**Job:** Please pull out every line in the items below that contains the word "edge". List those lines as they appear.

Dataset entries:

- - - -

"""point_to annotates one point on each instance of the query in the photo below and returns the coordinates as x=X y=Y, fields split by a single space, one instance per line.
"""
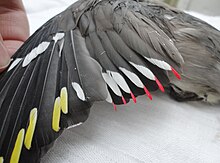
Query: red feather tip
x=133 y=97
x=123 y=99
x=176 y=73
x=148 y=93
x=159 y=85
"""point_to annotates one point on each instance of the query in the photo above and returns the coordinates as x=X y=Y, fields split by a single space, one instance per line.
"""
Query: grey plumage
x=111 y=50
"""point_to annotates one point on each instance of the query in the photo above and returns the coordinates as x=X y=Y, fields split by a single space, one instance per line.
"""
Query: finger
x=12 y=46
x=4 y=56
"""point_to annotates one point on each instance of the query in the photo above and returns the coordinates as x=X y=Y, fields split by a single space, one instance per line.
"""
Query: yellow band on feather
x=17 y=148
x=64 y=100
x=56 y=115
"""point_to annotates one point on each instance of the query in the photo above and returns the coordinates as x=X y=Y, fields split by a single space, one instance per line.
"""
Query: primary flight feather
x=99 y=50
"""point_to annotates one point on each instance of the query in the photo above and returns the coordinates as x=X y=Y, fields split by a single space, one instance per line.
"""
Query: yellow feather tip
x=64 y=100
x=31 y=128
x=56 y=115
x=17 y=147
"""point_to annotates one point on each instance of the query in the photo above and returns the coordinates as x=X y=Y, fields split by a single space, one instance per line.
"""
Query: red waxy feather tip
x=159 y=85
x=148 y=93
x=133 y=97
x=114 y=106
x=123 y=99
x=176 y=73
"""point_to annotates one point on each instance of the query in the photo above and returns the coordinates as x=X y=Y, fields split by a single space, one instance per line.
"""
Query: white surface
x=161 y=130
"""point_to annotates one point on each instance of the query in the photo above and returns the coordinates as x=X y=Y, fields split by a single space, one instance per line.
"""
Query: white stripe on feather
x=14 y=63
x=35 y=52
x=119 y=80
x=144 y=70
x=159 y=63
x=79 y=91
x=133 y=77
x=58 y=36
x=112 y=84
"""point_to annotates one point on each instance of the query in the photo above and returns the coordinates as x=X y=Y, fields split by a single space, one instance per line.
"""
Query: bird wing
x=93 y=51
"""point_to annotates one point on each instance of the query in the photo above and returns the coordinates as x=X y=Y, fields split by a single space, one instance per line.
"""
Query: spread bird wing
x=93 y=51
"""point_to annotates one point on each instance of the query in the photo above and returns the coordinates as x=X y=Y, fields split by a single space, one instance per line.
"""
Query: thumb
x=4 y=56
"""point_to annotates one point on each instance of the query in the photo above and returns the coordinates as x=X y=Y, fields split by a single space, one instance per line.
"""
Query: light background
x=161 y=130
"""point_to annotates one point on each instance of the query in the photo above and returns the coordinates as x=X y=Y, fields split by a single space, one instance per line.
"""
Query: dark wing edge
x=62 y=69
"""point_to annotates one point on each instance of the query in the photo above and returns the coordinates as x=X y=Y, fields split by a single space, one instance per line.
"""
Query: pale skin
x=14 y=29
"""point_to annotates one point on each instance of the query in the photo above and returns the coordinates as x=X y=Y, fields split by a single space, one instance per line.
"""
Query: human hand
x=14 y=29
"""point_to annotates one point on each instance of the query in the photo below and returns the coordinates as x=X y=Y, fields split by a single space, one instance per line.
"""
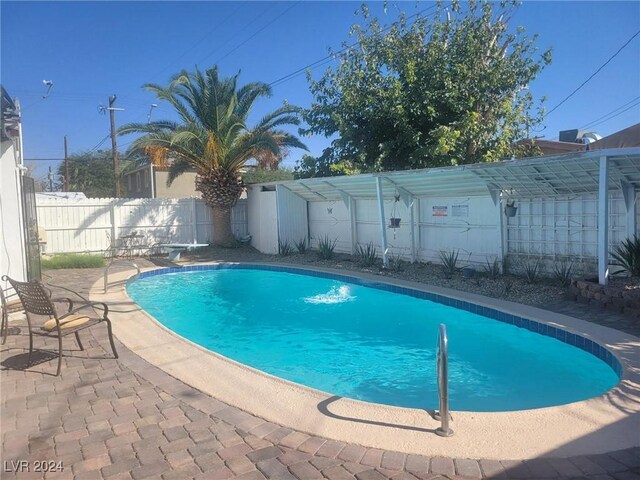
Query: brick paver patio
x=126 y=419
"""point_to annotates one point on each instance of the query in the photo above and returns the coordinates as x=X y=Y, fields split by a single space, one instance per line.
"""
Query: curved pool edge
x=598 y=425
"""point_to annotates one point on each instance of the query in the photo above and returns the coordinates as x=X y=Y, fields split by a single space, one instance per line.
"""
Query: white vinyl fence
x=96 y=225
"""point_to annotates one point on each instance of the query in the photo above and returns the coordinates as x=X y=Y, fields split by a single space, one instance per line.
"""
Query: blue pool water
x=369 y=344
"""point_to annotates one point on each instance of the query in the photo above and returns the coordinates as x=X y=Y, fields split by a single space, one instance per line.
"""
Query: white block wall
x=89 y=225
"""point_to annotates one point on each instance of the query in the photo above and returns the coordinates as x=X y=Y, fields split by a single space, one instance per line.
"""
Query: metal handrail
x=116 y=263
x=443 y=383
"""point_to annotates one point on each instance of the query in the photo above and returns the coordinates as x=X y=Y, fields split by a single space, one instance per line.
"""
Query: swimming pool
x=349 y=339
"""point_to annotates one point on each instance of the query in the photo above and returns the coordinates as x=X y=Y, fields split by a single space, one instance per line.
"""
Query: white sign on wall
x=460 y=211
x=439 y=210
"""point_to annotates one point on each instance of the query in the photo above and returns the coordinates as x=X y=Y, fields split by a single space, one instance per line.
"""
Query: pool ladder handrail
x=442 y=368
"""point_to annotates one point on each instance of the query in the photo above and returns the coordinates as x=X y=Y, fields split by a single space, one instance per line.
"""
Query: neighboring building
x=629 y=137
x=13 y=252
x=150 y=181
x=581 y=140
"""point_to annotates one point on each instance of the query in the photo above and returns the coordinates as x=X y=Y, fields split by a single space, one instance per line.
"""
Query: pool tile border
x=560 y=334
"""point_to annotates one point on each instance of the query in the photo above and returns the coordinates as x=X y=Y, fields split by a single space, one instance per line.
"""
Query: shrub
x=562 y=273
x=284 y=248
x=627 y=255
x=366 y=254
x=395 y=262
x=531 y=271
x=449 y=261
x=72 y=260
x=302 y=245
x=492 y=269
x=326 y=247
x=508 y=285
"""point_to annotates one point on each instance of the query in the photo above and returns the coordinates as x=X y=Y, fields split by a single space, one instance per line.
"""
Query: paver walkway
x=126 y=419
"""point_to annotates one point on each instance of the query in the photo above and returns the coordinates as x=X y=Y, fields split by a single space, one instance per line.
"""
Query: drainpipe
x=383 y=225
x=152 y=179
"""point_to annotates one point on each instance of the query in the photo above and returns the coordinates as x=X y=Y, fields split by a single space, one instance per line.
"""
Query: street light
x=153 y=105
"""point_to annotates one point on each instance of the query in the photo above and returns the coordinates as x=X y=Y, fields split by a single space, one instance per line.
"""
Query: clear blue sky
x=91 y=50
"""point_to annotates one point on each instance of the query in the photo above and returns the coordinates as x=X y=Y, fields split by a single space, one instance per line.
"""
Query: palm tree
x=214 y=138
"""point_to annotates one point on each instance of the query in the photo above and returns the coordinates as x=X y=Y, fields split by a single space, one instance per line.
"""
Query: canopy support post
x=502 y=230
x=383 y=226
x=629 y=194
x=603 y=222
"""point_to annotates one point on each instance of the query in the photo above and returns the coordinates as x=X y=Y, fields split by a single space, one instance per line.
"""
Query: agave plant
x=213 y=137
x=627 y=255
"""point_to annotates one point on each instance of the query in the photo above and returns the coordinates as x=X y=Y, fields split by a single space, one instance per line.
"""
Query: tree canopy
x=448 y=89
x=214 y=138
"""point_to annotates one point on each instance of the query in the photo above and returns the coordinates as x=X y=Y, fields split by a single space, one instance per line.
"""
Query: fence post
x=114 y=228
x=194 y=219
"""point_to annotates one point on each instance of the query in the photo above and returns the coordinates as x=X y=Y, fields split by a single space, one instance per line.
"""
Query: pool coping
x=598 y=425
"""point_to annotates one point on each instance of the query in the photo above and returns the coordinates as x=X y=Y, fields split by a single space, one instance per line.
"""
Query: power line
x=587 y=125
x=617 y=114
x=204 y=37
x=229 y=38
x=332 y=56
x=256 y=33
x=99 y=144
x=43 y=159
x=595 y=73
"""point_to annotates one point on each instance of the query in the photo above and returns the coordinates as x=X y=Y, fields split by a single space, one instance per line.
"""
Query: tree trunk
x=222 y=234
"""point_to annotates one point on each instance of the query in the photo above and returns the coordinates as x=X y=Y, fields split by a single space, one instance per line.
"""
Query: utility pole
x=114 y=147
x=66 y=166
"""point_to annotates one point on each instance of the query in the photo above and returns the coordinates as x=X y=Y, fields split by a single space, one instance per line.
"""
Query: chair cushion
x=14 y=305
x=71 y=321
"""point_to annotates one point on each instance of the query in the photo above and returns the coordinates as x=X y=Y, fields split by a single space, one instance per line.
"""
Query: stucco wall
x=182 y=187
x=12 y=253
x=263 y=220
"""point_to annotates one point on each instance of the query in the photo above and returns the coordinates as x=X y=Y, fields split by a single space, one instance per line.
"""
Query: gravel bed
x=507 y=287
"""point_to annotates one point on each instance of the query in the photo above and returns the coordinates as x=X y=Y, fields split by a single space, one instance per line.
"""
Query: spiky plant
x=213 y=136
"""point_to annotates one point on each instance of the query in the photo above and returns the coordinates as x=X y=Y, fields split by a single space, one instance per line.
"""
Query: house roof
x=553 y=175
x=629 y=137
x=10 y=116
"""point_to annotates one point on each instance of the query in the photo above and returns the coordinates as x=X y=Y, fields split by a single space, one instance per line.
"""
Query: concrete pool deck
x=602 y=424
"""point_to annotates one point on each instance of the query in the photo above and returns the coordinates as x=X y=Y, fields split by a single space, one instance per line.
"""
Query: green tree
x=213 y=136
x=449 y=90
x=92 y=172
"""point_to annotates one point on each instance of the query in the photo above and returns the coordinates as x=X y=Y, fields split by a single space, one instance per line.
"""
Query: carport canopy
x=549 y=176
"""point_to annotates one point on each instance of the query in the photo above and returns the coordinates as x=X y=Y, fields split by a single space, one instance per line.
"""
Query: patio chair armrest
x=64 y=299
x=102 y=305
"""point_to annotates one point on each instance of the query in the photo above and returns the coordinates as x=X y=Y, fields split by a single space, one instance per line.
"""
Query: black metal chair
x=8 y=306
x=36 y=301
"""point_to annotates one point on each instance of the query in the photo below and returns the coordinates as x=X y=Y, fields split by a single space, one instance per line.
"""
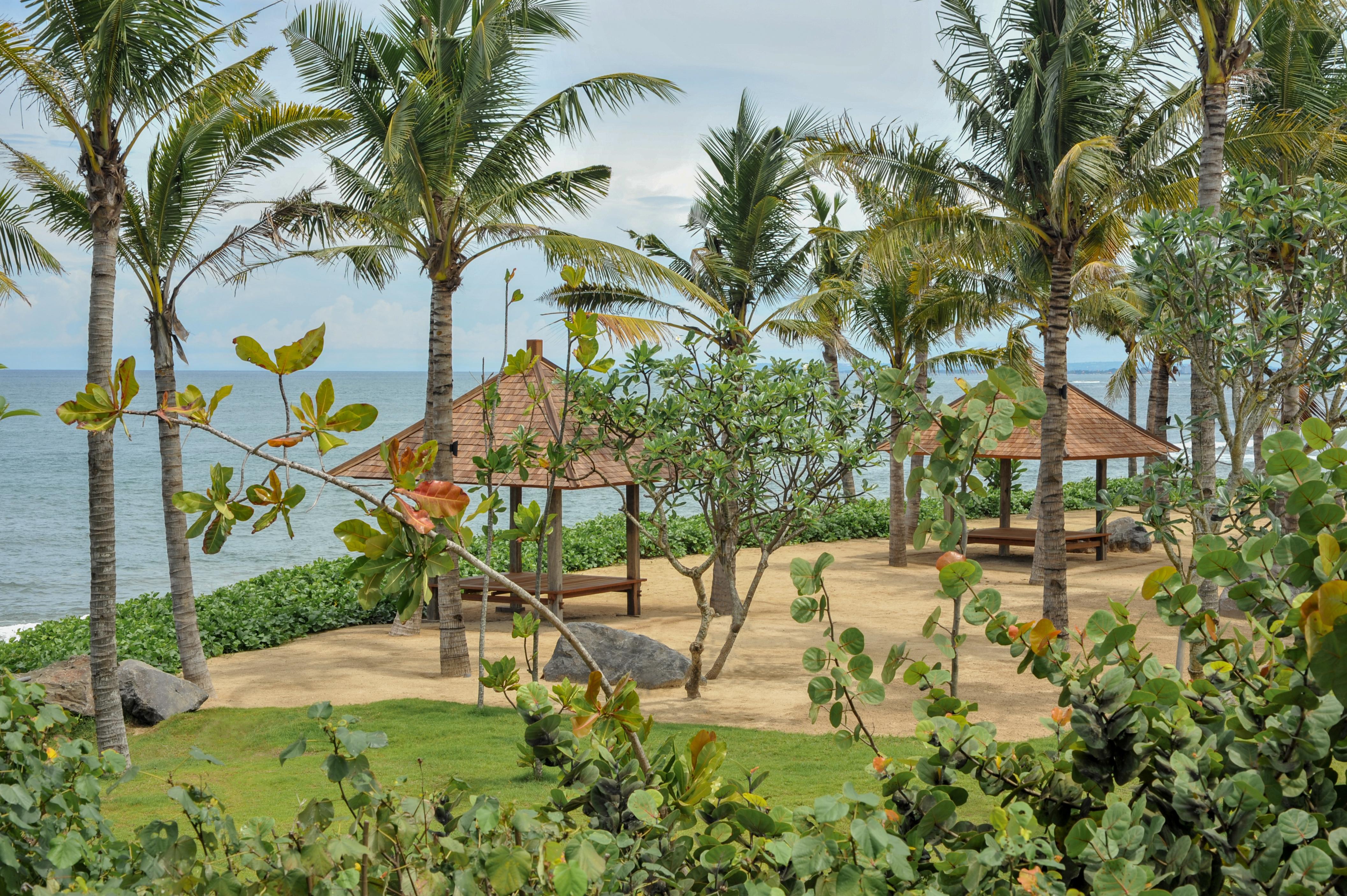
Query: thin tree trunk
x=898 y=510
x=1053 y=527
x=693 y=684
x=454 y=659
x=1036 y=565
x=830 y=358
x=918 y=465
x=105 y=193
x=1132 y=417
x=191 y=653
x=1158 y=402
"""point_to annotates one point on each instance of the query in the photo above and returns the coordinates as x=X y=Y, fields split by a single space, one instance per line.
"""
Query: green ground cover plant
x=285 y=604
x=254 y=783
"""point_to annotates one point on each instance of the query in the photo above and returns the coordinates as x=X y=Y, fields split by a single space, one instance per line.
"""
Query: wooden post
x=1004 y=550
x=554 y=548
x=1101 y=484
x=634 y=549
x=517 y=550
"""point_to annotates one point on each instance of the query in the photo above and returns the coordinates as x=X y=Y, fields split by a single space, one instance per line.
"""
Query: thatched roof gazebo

- - - -

**Answer to the task:**
Query: dark wing edge
Query: curved pool edge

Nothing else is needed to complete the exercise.